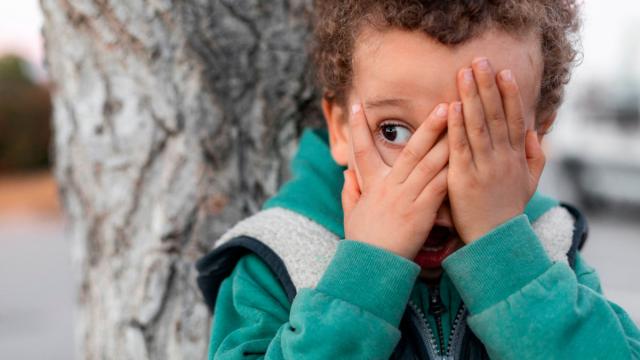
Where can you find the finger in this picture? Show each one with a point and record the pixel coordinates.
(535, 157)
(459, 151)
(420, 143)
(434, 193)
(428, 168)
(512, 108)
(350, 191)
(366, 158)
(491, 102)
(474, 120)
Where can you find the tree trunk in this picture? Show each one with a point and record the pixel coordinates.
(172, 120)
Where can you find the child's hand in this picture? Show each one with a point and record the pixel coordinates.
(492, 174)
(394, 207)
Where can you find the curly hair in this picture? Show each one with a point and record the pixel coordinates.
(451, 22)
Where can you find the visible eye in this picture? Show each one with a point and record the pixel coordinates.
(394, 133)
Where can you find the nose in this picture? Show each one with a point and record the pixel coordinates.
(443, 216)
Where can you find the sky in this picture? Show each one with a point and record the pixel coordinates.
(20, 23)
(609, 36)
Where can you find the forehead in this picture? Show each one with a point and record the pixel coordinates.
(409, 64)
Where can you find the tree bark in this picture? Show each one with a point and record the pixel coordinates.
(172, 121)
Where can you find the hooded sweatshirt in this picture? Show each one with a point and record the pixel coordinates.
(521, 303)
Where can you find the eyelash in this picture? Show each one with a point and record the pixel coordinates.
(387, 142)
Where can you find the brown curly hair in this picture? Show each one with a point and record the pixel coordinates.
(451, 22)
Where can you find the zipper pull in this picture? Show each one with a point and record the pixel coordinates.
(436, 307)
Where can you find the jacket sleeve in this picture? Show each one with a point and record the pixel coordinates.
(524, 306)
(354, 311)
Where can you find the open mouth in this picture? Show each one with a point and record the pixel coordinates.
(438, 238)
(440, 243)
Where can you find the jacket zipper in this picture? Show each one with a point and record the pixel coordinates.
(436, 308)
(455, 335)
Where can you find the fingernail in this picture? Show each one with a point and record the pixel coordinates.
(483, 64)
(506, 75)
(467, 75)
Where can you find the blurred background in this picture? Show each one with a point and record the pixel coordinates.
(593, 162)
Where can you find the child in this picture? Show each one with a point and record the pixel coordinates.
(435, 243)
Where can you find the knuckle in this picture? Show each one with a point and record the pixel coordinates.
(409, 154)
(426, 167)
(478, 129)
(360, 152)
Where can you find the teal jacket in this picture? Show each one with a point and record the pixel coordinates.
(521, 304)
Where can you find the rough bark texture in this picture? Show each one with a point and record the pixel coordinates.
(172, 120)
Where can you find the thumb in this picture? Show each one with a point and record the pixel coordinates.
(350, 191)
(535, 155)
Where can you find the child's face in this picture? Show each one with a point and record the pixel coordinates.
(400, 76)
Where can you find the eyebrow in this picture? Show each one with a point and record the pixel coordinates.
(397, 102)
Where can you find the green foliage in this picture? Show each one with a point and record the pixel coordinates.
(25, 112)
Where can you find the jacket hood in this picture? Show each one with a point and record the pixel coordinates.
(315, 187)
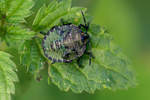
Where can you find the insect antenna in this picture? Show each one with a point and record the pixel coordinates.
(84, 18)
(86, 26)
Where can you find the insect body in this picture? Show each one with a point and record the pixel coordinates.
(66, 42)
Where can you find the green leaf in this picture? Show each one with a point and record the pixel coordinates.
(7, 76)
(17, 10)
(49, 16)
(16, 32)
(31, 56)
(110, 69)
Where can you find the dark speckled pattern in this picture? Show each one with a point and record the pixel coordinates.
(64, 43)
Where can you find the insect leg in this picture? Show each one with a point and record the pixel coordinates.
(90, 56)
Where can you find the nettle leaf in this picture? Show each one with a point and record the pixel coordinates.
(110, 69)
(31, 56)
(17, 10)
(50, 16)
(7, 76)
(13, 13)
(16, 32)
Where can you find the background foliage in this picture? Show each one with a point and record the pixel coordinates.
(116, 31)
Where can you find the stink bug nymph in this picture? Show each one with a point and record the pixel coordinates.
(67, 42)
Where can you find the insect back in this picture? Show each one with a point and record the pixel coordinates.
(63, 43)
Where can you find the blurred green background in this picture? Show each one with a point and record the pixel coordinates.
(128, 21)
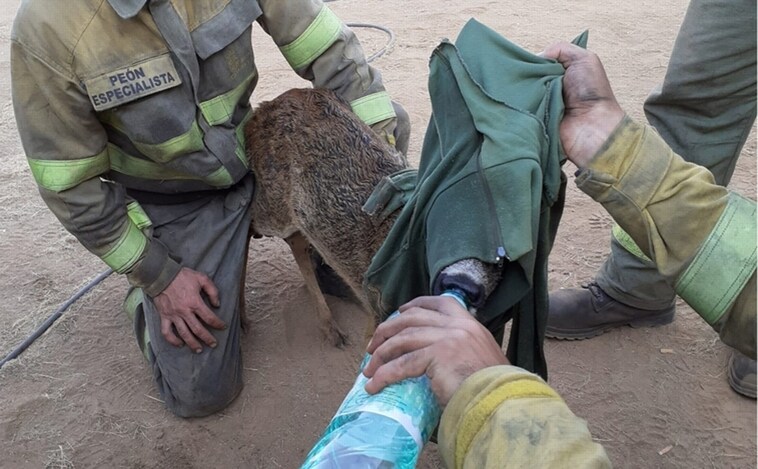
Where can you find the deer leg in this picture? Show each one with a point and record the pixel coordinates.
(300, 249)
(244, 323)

━━━━━━━━━━━━━━━━━━━━

- _Task to complete_: Please repeat everything in the data above except the pictures, exactly as it reads.

- _Solved problem_:
Where can you find the finger in this picture? Show each one with a point and record the pixel coordinates.
(535, 157)
(459, 151)
(420, 143)
(434, 193)
(428, 168)
(512, 108)
(350, 191)
(366, 158)
(491, 102)
(474, 120)
Where can you find the tree trunk in this picture? Show each one with a point and record the pixel coordinates.
(172, 120)
Where can you find the child's hand in this picture? Show each one with a point and record the pixel coordinates.
(492, 174)
(394, 207)
Where can you find the curly hair in this picture? Show each one with a point and record the pixel coordinates.
(451, 22)
Where can you find the visible eye in this picture? Show each one with a point and record the pixel coordinates.
(394, 133)
Where can you find the nose in this picture? Show each one with a point and record the pixel coordinates.
(443, 216)
Where can you find the sky in this picture? Show each one with a point and record the pixel coordinates.
(20, 23)
(609, 36)
Where can you find the forehead in this picture? Show each one with a point and record the pixel coordinates.
(409, 64)
Where can you find the tree bark in this picture? Show each one with a point and record the pixel coordinates.
(172, 121)
Where can you find the hooded sweatshirt in this picture? Show each one with a point and record the pixel coordinates.
(521, 303)
Where can you find the eyelash in this picture? Show each one with a point and record the pixel coordinates.
(387, 142)
Where can you find the brown curly hair in this picture? Show each one with a point and record the pixel coordinates.
(451, 22)
Where can you find the zipper pull in this picture? Show each one with a point and record the pixel coordinates.
(436, 307)
Where can you find the jacket sleeve in this picture? Show each one with a point and record the pixel coordinates.
(524, 306)
(354, 311)
Where can you find the open mouth in this picture? Show each one with a point and record the pixel coordinates.
(438, 238)
(440, 243)
Where can you find the jacket zipper in this picture? Show each one with a point and record the pixel coordinates.
(436, 308)
(455, 335)
Where can you find the fingernail in this picture? Show each one with a point and record the pixel coordinates.
(483, 64)
(506, 75)
(467, 75)
Where can you find the blurred background in this picture? Show each one with a point and record the pixel coordinates.
(593, 162)
Where can you find the child in this picture? Show each one with a point and record the pixel coordinates.
(435, 243)
Where can you find the knuckle in this picture? Show each one with a point and record the pixel coordinates.
(409, 154)
(426, 167)
(478, 129)
(360, 152)
Where can you find the teal jacket in this picture? Show each one with a point and record the pixel coordinates.
(521, 304)
Where can you find the rough bark texture in this picture? Show each one with a point and record the pixel coordinates.
(172, 120)
Where can you find the thumb in this picture? Show each one with a point and record the pixel coordinates.
(350, 191)
(535, 155)
Where can you find the child's face in this picture? Show each one with a point and record the pixel coordinates.
(400, 76)
Where can you find the eyebrow in this picture? Show each one with a point and record the pixel coordinates.
(397, 102)
Where can you find the green foliage in this picture? Show each one with a point and record the pixel coordinates.
(25, 112)
Where can you find the jacket hood in this picture? Show each one with a point and record the pixel coordinates.
(315, 187)
Where can you find the insect antenna in this picture? Show each one with a point and record the pixel coordinates.
(84, 18)
(86, 26)
Where can you find the insect body in this picture? Show each one with a point and record the pixel coordinates.
(66, 42)
Where can you find the green leaf in this picture? Show each one with a point and record the pixel coordinates.
(7, 76)
(17, 10)
(49, 16)
(16, 32)
(31, 56)
(110, 69)
Where can you find the dark speckled pattern in this picture? Show each one with a point and record the pixel coordinates.
(64, 43)
Where can you find the insect leg in this picture? Show each one with a point and record the pixel coordinates.
(90, 56)
Where can you find the nettle leaf in this picture? Show each one with a point and record the pixel coordinates.
(110, 69)
(31, 56)
(17, 10)
(50, 16)
(7, 76)
(13, 13)
(16, 32)
Where can you find the background foliage in this picture? Show each one with a point and record the pixel coordinates.
(116, 31)
Where can you find the stink bug nymph in this picture? Show each one with a point and record the pixel coordinates.
(67, 42)
Where can you find the insect back in this picture? Show each one with a point and record the pixel coordinates.
(63, 43)
Where can you find the blurred green background in this picture? Show each one with a point and record the pixel coordinates.
(128, 21)
Where can you find the deer leg in this picture? Show each one with a point and record the pixel coordinates.
(300, 249)
(244, 323)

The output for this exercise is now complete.